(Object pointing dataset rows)
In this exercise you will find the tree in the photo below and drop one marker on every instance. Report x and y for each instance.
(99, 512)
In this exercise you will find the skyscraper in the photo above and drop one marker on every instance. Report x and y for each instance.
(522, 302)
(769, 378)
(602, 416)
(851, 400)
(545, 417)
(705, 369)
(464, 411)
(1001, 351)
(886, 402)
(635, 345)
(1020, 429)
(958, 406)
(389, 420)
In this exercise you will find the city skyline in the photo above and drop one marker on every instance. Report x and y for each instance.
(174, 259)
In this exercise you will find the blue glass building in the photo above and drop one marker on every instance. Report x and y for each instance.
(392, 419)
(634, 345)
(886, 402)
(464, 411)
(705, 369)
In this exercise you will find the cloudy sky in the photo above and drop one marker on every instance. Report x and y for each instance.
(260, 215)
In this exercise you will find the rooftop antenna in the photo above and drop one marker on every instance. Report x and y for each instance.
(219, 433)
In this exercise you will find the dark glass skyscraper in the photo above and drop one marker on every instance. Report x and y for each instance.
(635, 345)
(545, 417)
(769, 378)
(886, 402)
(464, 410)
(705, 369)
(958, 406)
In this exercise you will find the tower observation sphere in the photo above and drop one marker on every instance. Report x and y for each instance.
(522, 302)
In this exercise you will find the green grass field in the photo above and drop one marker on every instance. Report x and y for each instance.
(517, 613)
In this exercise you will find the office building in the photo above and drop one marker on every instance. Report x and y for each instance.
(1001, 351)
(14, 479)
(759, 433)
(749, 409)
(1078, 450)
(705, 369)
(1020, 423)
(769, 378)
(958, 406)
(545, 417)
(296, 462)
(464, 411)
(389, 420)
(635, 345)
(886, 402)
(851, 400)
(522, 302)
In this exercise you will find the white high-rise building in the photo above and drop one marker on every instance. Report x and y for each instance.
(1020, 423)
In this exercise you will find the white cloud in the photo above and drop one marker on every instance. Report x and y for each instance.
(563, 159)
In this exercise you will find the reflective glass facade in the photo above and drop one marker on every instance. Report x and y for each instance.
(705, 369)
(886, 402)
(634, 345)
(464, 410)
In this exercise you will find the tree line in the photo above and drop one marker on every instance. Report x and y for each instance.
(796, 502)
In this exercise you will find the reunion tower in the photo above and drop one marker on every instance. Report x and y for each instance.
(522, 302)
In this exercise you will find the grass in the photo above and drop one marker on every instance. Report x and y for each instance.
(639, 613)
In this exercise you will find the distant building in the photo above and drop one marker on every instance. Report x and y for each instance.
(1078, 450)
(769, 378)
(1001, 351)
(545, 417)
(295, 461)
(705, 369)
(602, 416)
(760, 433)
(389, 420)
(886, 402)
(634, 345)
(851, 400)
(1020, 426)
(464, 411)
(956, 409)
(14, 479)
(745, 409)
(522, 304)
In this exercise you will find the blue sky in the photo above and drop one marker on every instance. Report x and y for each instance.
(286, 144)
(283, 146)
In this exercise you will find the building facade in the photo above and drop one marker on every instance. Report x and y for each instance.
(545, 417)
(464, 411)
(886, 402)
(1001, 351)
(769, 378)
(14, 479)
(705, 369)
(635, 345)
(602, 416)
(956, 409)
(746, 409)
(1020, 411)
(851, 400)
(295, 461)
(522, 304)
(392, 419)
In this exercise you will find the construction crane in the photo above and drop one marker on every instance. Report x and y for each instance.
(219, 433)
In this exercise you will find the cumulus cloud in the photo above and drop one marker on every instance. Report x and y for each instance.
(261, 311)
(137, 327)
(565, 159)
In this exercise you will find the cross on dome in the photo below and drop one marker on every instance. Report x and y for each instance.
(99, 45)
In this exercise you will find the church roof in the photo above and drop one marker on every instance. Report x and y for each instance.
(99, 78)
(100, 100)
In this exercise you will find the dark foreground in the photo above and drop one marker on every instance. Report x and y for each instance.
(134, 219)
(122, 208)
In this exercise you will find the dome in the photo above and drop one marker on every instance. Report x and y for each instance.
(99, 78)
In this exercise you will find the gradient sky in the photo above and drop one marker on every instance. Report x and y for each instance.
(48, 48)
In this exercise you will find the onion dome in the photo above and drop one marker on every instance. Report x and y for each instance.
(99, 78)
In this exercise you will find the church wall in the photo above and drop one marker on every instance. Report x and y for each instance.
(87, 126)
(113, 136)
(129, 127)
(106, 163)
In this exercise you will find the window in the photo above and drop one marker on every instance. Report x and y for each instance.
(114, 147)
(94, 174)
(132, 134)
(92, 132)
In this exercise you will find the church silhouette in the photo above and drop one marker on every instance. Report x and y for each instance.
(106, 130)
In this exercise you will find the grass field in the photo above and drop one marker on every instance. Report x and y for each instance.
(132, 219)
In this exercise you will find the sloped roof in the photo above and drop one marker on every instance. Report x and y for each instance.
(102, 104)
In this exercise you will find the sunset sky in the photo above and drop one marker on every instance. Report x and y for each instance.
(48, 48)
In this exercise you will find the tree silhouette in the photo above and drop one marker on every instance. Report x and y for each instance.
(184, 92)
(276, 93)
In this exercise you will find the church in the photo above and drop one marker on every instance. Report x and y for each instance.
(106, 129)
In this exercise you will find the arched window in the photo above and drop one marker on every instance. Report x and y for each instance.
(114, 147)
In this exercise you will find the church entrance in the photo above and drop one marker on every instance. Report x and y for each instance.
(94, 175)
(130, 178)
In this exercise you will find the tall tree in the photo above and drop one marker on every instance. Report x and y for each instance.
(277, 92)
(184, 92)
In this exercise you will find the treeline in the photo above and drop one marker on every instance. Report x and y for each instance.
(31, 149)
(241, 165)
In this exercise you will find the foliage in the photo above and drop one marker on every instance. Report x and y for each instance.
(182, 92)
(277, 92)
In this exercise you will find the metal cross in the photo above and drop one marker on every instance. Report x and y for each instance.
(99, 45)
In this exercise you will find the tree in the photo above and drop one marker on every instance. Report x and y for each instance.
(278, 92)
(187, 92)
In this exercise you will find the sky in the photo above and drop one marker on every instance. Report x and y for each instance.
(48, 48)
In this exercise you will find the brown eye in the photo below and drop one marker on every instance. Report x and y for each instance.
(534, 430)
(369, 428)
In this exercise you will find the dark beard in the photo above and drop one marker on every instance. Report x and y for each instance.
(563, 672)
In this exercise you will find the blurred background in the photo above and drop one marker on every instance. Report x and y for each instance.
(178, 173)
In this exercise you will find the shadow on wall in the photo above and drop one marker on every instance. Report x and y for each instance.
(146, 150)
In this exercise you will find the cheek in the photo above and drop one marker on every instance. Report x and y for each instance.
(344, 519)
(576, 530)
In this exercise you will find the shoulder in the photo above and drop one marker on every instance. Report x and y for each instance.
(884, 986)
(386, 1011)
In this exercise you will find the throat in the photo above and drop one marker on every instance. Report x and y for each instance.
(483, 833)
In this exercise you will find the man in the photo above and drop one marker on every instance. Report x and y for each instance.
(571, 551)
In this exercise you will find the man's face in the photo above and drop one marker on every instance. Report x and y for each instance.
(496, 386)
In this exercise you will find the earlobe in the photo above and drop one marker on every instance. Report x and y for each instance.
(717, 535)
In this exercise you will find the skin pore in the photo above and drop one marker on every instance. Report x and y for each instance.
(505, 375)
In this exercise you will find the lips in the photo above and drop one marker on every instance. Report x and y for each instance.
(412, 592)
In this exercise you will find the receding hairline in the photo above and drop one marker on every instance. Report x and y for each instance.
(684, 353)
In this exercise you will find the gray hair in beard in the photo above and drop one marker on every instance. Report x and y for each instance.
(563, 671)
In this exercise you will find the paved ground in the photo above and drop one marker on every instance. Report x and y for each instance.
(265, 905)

Task directions: Set down the entries above again, word for word.

Answer to this exercise:
In this exercise you will find the tree in the photo below and drop one marker on every instance. Report x and y for each instance.
(99, 512)
In this exercise you will find the skyscraper in the photo above and drop one marker on every instance. Report x and y for each instance.
(522, 302)
(769, 378)
(602, 416)
(851, 400)
(545, 417)
(705, 369)
(464, 411)
(1001, 351)
(886, 402)
(635, 345)
(1020, 429)
(958, 406)
(389, 420)
In this exercise you will find the city skyline in the photo above and drop one marker on every instance. Report x and y for each instance.
(174, 259)
In this exercise you will find the blue glass building in the photo above and drop one marker on every instance. Report x and y for each instance.
(392, 419)
(634, 345)
(886, 402)
(464, 411)
(705, 369)
In this exercise you will find the cloudy sky in the photo above and drop one marker on every instance. Report x and y for each instance.
(260, 215)
In this exercise you will find the rooftop antenna in the photo above and drop one marker on every instance. Report x and y for each instance.
(219, 433)
In this exercise you will find the dark glass skyscraper in the photo above and drop one marker on every instance. Report x and y for each instance.
(635, 345)
(545, 417)
(769, 378)
(886, 402)
(464, 410)
(705, 369)
(958, 406)
In this exercise you will find the tower observation sphere in the photo above and drop one marker on every instance. Report x and y for each instance.
(522, 302)
In this exercise you will find the green grass field in the photo above and drop one marker on every instance. Report x and y for each instance.
(517, 613)
In this exercise you will find the office building in the photo above and drop one marker on every instance. Report x and y for each instance.
(1001, 351)
(14, 479)
(759, 433)
(749, 409)
(1078, 450)
(705, 369)
(1020, 423)
(769, 378)
(958, 406)
(545, 417)
(296, 462)
(464, 411)
(389, 420)
(635, 345)
(886, 402)
(851, 400)
(522, 302)
In this exercise you will find the white high-rise building in the photo above and drop one marker on every instance. Report x and y for each instance.
(1020, 423)
In this exercise you will find the white cloud in the photo above and drop one marker on every instance. Report x and y for each instance.
(563, 159)
In this exercise you will find the reflective glass facade in the photo above and drop one marker on every instance. Report x and y for each instance.
(705, 369)
(886, 402)
(634, 345)
(464, 410)
In this exercise you will find the tree line in the photo above and drop one marker on every instance. Report x and y for each instance.
(796, 502)
In this exercise you will find the reunion tower in the photo above and drop one marker on every instance. Report x and y for each instance.
(522, 302)
In this exercise you will find the grass in the photo above and drop one marker on every instance. Report x and y for each instance.
(639, 613)
In this exercise you will find the distant building in the photo above and drop one marker on every instance. Report x and y for each instance.
(1078, 450)
(769, 378)
(1001, 351)
(545, 417)
(295, 461)
(705, 369)
(602, 416)
(760, 433)
(389, 420)
(886, 402)
(634, 345)
(851, 400)
(1020, 426)
(464, 411)
(956, 409)
(14, 479)
(745, 409)
(522, 304)
In this exercise you will find the blue sky in the photo above and drop one marker on every instance. Report x and y for each instance.
(286, 144)
(283, 146)
In this exercise you will find the building facade in the photo above and drop one marker on every instance. Report x and y for each instance.
(545, 417)
(464, 411)
(886, 402)
(1001, 351)
(769, 378)
(14, 479)
(705, 369)
(635, 345)
(602, 416)
(956, 409)
(746, 409)
(1020, 411)
(851, 400)
(295, 461)
(522, 304)
(392, 419)
In this exercise you will find the construction crane in the photo above and drop one marker on every instance. Report x and y for each instance.
(219, 433)
In this exercise you will find the cumulus cloud in the photo above and drop one marker on every instance. Report x and y for each instance.
(261, 311)
(137, 327)
(565, 159)
In this exercise you will find the cross on dome in the photo below and drop one marker on every instance. Report x and y for each instance.
(99, 45)
In this exercise you will find the church roof in the photo above and drop one marker on every instance. Report x and y for each instance.
(99, 78)
(100, 100)
In this exercise you will find the dark foreground in the photo above and drop one marker on every instance. Report x and y for each instance.
(134, 219)
(122, 208)
In this exercise you will find the dome in the photo above and drop one marker on every instance. Report x and y for each instance.
(99, 78)
In this exercise you will find the gradient sky in the photo above and drop one marker on every instance. Report x and y for each instance.
(48, 48)
In this exercise you will find the onion dome in the photo above and drop one marker on every instance. Report x and y for each instance.
(99, 78)
In this exercise you will find the church wall in the photo above and drop one marker on every instance. Report x and y for each instance.
(87, 126)
(113, 136)
(129, 127)
(106, 163)
In this exercise you will find the window in the photo above and drop one marker on every instance. Report x and y for each instance.
(114, 147)
(94, 174)
(132, 134)
(92, 132)
In this exercise you will find the church silhouette in the photo above and drop one marker on every instance. Report x and y for each instance.
(106, 130)
In this exercise you will find the grass field in the photo above and drop one marker on every instance. Report x and y for each instance.
(132, 219)
In this exercise you will find the sloped roof in the photo above and drop one marker on every instance. Report x and y for each instance.
(102, 104)
In this exercise you will find the sunset sky in the photo above and drop one marker on every instance. Report x and y for each instance.
(48, 48)
In this exercise you will find the tree silhouette in the photo above and drop one marker on every instance. Report x and y for each instance.
(184, 92)
(276, 93)
In this exercise you will find the church in the photo above and drop one marker on every instance. Report x and y for each instance.
(106, 129)
In this exercise you will find the arched window in the photo above and drop one marker on every instance. Report x and y for each instance.
(114, 147)
In this exercise you will find the church entrance in the photo above and drop one marker on every instance. Report x and y for each instance.
(94, 175)
(130, 178)
In this exercise you will find the tall tree in the photo above and drop one marker on every instance. Report x and y for each instance.
(277, 92)
(184, 92)
In this exercise you will find the treeline in the photo above and drop one marker on every instance. Report x and y for each instance.
(31, 149)
(241, 165)
In this exercise you will find the foliage in the photo above and drop one marker on every instance. Report x and y for each instance.
(182, 92)
(277, 92)
In this exercise you will find the metal cross in the photo above and drop one marker on every instance. Report x and y for each instance.
(99, 45)
In this exercise you will find the tree in the photo above and drop one marker on every instance. Report x and y for each instance.
(278, 92)
(187, 92)
In this exercise you will find the sky in the photo above and drop one marker on every instance. Report x and y for each instance.
(48, 48)
In this exercise you will find the brown eye in the photo below and drop one marker on every instance. Report x and y for each instance.
(534, 430)
(369, 428)
In this exercise you will find the dark beard in the photo above and drop one marker on every instance. Report x and y for each instance.
(563, 672)
In this exercise you will find the blurred background in the photo above and drop one marker on every instance. Report x and y for each instance.
(178, 173)
In this exercise you will find the shadow on wall in the photo above and drop one marker on every instance. Report x and y for each instance.
(146, 150)
In this exercise you will find the cheek in the photo above and drop one marker on every instance. Report x and y for each instance.
(344, 519)
(576, 530)
In this exercise you will find the shoulder in the photo above and drop one marker on every instance. Report x and y for each instance.
(884, 986)
(386, 1011)
In this exercise you will find the throat in the photo above and drop one marker on every instance. Report x and y for each instance.
(483, 833)
In this exercise you will find the man in the photo above and drop one marker on every instance. Report x and y for each instance.
(571, 551)
In this exercise you will find the man's face in the photo above and drop one marker on every instance. Report x and y for each instance.
(496, 386)
In this exercise you will find the earlobe in the photo above and drop one marker on every instance. Report x and y for each instance.
(717, 535)
In this exercise you will find the skin pore in the photo above and drop one marker on every instance. Report x and y for each instance.
(505, 375)
In this exercise you will find the lips in the photo above and drop one marker on every instance. Report x and y for each instance.
(412, 592)
In this exercise you will find the receding hairline in the photo above and drop one marker on every instance. Report x and y for each instance.
(684, 353)
In this exercise you will find the gray hair in beard in the photo above and drop one marker on every instance. Report x and y for each instance.
(563, 671)
In this exercise you will find the paved ground in the photo above and drop one marker on every instance. Report x and y for each instance.
(265, 905)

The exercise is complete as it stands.